What do you all think of this?
My High School, East Central, along with all TPS (Tulsa Public Schools) High Schools (such as Memorial and Booker T) are pushing to much more strict uniform policies. Startin this monday, all males must tuck in their shirts, excluding females. And starting this fall, all TPS high schools will be going into uniforms.
Say good bye to the relaxing nature of high school, and wearing what you choose to wear. All of TPS High Schools must say hello to plain colored buttoned up t-shirts with the colors of the school, and khaki/black pants. No longer can I walk into school wearing my Metallica or Pantera T-shirt, or even my Fender guitar T-Shirt. I'm going to walk into what will feel like a re-do of middle school. TPS has told us that from the first day of high school, we will be treated as adults. So what's with the hypocrisy? I can understand somewhat, I mean, most jobs require a very strict uniform policy, but shouldn't school be somewhat casual? If we're adults, let us do as we choose when deciding what we wear.

● **Objective 1**
In the post about school uniforms, repeat the passage starting with "Say good bye" and going on through "what we wear.", swapping "Metallica" for "Megadeth".
● **Objective 2**
Write the next part of the post about school uniforms, carrying on after its final sentence.

● **Material shown**
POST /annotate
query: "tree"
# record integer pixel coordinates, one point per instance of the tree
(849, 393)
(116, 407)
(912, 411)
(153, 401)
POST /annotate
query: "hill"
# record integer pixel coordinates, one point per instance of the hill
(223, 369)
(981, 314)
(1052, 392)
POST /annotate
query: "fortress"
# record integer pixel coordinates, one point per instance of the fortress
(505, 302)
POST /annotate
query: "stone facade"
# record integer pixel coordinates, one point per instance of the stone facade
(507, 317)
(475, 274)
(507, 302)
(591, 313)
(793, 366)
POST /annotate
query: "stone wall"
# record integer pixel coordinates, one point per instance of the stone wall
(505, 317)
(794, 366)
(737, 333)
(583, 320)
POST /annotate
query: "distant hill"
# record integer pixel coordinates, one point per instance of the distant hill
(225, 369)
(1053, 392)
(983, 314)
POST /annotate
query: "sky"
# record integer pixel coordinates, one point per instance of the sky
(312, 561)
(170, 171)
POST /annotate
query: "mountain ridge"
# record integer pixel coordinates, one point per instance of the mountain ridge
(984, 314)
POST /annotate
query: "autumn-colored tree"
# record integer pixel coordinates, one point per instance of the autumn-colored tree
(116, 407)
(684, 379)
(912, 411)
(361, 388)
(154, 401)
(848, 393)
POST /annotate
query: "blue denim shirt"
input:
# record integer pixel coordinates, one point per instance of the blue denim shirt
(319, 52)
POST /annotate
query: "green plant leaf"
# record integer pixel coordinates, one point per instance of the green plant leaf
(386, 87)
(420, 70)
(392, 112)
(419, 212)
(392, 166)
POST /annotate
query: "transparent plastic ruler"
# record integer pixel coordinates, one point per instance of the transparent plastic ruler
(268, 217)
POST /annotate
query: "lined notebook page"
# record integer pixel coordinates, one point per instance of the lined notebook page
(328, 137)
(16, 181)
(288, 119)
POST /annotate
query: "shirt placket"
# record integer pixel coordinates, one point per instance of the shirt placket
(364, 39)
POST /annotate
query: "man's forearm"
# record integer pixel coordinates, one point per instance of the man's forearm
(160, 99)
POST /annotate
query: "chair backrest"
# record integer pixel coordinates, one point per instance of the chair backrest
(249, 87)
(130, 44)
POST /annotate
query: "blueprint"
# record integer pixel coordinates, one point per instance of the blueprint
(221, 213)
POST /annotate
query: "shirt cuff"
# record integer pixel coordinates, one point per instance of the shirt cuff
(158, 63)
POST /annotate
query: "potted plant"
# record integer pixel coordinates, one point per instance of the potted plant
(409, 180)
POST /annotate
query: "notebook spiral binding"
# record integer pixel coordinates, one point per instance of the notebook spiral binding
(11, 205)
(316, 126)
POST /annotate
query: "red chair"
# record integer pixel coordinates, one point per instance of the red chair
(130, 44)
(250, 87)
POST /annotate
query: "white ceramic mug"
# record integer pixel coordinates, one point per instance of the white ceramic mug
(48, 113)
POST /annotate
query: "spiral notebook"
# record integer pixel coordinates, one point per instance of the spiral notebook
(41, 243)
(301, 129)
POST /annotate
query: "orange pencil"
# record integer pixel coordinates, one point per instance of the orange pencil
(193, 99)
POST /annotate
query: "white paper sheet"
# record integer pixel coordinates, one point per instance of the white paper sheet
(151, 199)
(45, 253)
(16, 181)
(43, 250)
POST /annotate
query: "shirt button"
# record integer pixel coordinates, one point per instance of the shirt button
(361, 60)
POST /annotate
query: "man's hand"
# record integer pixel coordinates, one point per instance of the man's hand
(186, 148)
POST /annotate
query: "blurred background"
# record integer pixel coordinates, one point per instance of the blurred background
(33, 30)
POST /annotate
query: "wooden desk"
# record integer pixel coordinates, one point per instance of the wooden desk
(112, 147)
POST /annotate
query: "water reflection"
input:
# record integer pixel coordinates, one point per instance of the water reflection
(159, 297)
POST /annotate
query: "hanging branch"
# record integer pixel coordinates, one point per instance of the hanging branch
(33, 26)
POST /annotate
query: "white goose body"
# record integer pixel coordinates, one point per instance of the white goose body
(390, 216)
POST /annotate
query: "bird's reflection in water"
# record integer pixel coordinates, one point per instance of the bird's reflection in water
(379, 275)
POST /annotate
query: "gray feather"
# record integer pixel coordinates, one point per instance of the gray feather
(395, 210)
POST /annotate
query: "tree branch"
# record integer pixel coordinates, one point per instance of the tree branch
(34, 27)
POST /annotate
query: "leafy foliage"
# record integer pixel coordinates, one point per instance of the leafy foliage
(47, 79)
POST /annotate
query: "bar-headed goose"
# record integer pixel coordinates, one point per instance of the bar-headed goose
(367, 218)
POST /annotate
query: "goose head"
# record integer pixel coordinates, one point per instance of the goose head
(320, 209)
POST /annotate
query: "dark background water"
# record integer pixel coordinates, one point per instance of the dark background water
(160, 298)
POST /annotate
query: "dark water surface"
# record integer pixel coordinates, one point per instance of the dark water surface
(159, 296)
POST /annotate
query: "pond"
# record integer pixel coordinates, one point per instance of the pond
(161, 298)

● **Expected answer 1**
Say good bye to the relaxing nature of high school, and wearing what you choose to wear. All of TPS High Schools must say hello to plain colored buttoned up t-shirts with the colors of the school, and khaki/black pants. No longer can I walk into school wearing my Megadeth or Pantera T-shirt, or even my Fender guitar T-Shirt. I'm going to walk into what will feel like a re-do of middle school. TPS has told us that from the first day of high school, we will be treated as adults. So what's with the hypocrisy? I can understand somewhat, I mean, most jobs require a very strict uniform policy, but shouldn't school be somewhat casual? If we're adults, let us do as we choose when deciding what we wear.

● **Expected answer 2**
Their thoughts on the first issue (all T-Shirts must be tucked in) is that prominent gang members or other students may try and conceal weapons or drugs. They have to be bullshitting me.
I and many other people I know are amazing students, but suddenly, we're caught in the crossfire with some bad kids who can't follow the rules. How come our schools five security guards and large staff cannot keep these kids out of the school? I can find a kid wearing blood colors, complete with a hanker chef and a binder written with "crip killer", sagging to his knees, and no one blinks an eye.
I have no idea what to think of this, it all sounds like a cop-out. Recently a lot of benchmark tests ordered by TPS have been dumbed down from previous years, probably because our scores are so low.
What do you all think of this, and high school uniforms overall?
(I hate Oklahoma.)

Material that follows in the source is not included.